▸ **Written task**:
Return every row below unchanged, leaving out the pictures.

▸ **Record extracts**:

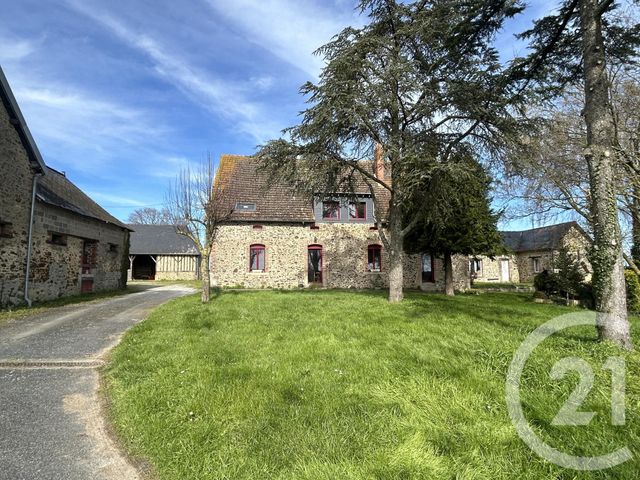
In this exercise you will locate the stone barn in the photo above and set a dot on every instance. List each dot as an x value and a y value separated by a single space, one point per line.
158 252
54 240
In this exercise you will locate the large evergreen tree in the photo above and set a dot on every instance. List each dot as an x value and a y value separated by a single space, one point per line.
423 81
460 221
572 46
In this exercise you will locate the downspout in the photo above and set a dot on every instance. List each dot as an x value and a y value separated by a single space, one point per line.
29 241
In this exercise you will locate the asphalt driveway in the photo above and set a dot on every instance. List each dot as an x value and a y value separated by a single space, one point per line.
51 426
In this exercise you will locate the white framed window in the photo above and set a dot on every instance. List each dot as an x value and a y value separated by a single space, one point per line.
536 264
476 266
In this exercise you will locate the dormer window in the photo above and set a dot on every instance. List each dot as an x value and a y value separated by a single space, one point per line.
331 210
245 207
6 229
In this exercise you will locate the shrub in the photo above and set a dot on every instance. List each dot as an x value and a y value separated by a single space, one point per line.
633 291
546 282
539 295
570 274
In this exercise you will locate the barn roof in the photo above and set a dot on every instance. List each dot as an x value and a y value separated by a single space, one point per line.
542 238
159 240
54 188
18 121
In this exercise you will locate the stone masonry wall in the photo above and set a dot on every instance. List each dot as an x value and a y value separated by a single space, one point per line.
491 269
56 269
176 267
15 205
344 257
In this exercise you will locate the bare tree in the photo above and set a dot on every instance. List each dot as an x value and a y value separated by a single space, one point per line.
150 216
197 207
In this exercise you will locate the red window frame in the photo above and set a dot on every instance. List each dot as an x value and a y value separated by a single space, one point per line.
432 277
353 207
261 251
373 251
335 211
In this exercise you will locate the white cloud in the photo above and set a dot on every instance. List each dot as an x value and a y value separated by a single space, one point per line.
290 29
221 97
12 49
82 121
115 199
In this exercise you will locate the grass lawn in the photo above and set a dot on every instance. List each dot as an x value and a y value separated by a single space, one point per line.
342 385
39 307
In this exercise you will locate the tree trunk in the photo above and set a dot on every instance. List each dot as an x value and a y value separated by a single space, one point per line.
606 254
205 274
396 256
448 275
635 226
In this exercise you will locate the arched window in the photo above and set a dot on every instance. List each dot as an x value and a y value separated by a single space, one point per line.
256 258
374 258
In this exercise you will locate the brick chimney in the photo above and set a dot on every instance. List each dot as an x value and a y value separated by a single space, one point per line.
378 161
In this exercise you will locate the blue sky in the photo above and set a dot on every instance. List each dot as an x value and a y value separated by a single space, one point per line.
121 94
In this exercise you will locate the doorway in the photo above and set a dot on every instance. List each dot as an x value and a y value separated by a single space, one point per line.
427 268
504 271
314 256
143 268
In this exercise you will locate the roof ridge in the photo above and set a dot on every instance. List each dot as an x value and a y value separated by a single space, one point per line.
572 222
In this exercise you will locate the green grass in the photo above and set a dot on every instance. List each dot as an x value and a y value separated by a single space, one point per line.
501 285
342 385
40 307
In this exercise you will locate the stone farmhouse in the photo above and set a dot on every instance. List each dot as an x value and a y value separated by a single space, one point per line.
157 252
277 239
54 240
531 252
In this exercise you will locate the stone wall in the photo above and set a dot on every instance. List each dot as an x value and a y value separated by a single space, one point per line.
176 267
56 269
344 247
16 179
521 263
491 269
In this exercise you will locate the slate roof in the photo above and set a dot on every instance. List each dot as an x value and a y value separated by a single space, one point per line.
18 121
276 203
543 238
54 188
159 240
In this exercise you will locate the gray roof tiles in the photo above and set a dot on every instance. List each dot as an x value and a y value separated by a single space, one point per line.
56 189
542 238
159 240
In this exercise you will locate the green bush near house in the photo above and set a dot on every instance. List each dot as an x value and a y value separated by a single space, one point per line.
343 385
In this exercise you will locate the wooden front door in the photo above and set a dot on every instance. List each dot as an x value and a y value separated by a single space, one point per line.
504 270
314 256
89 255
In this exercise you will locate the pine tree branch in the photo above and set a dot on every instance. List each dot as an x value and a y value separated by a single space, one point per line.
603 6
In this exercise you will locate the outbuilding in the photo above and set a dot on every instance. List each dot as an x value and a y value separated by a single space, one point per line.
159 252
55 240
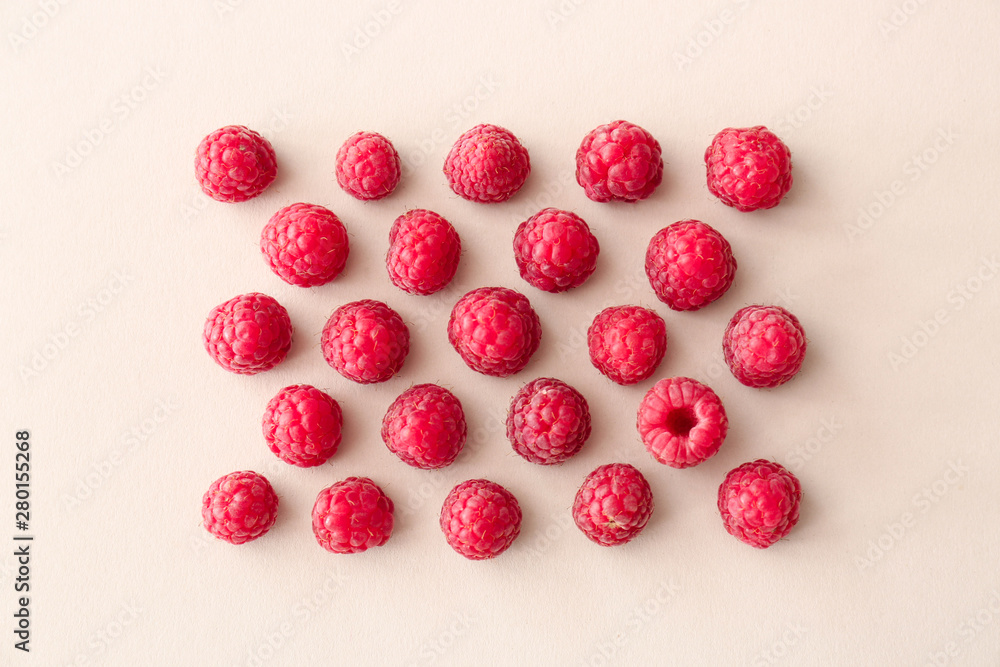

▸ **The answer**:
In this exercise you will locate the stone barn in the photo above and set a dot on every instance. List each dot as an x value and a y value separated by a single space, one point per line.
158 252
54 240
In this exercise you will locate the large evergreen tree in the photo above and set a dot on every instance. List each dot as an x value and a y value separated by a single space, one point per line.
423 81
460 221
572 46
In this exercise you will locate the downspout in the photo above and set a dot on every instance. List each dot as an x value and a y value separated by a single space, one point per line.
29 241
In this exercise you will locate the asphalt driveway in the photo above and set a dot on every instance. List each dot as an x value and a y value separated by a single space, one point per line.
51 426
In this exercise you will locate the white framed window in the photo above and set a dot on every instance. List each dot as an x value and a y value separated by a single space, one point per line.
536 264
476 266
In this exercise you will locate the dormer window in the photo above and set a dot on every instance. List each dot as an x value and a y value separated by a single space, one point per line.
331 210
245 207
6 229
In this exercise you will locate the shrub in the photo above and set a dot on every instance. List each dot as an x value and a y value separated by a single space, one point per line.
633 291
546 282
539 295
570 274
In this exercise you will locate the barn roof in the photo above and set a dot on every instance. List each dot as an x value and a y value separated by a single space, one point per line.
542 238
159 240
54 188
18 121
In this exercise you will locate the stone masonry wall in the photo above and set a dot on every instance. List each dot as an x value and a y value separated by a single space, one point per line.
491 269
56 269
176 267
15 205
344 257
In this exercise you will locate the bare tree in the photo above and set a dot on every instance. List each dot as an x value and a y value separated by a single space, one point per line.
150 216
197 207
In this exercise you will locate the red window frame in the photo above and set a dot on every instance. List each dot as an x value and a y value separated by a single space, one point per line.
432 277
353 207
261 251
373 251
335 211
In this exercise you will locate the white cloud in the photo above and set a dot on every instance. List each dot as an x value and a y value separated by a single space, one point per line.
290 29
221 97
12 49
82 121
115 199
In this exercise you will locate the grass lawn in the photo above and set a dot on every instance. List each dot as an x value and a y value separated by a single space, one point per line.
342 385
39 307
In this exercise you will locate the tree trunk in the photo above and set a dot on every instance. List each dot as an x value and a y value separated by a single space, one point per line.
606 254
205 274
396 256
448 275
635 226
In this exercise you will locate the arched window in the photo above and set a dot on every instance. List each dot as an x value and a y value separated by a single space, one point per line.
256 258
374 258
In this exercise you will locate the brick chimney in the photo above and set a dot on every instance. List each dot as an x value and a y value separated by a single space, one point per line.
378 161
In this exercise you will locate the blue sky in the photo above and set a dot on every instance. List each dot as an x value and a y value separated by a single space, one point per line.
121 94
In this exercise you will locate the doorway in the photo above and set a dot on every instance. List each dot as an x value and a y value separated by a single space, one point per line.
427 268
504 271
314 256
143 268
In this exercise you will locate the roof ridge in the photo above and set a dot on every instance. List each dot as an x value and a y value separated by a single space, one point per line.
572 222
In this exercise you will locate the green grass in the photo above and set a dot on every instance. List each dot as an x value and a y value separated by a single space, one point per line.
501 285
342 385
40 307
In this exercise you will locate the stone farmhouse in the photo above and set a dot on every instance. List each dot as an x value and a y value separated by a single space, one point per line.
157 252
277 239
54 240
531 252
In this exercise you will locate the stone wall in the photo above and set a dot on every instance. List each dot as an x value and a y value separated by a single space, one point per line.
176 267
56 269
344 247
16 179
521 263
491 269
In this exercise you will locate the slate roof in the photo above and set a dot on every instance. List each dot as an x value and a y value separated by a single space, one point per line.
18 121
276 203
543 238
54 188
159 240
In this exercise you will locate the gray roof tiles in the photo above and set a dot on every instance. List each dot as an x value and a y value separated by a single space, one point per line.
56 189
542 238
159 240
In this exercise you will locate the green bush near house in the photo above and set a dot on every instance. List each dot as an x value and a y value separated by a single space, one point per line.
343 385
In this exercise you will locate the wooden front door in the photo above and set a dot on every instance. List each dot as an x value and a y value separated by a single space, one point per line.
504 270
314 256
89 255
In this exercise you will locate the pine tree branch in the photo above and set a dot on every instance. List each dot as an x value and a y value separated by a single space, one point per line.
603 6
In this exercise you will locate the outbuilding in the photo above and set a dot on every instance. List each dot as an x value and a y value separated by a single space, one point per line.
159 252
55 240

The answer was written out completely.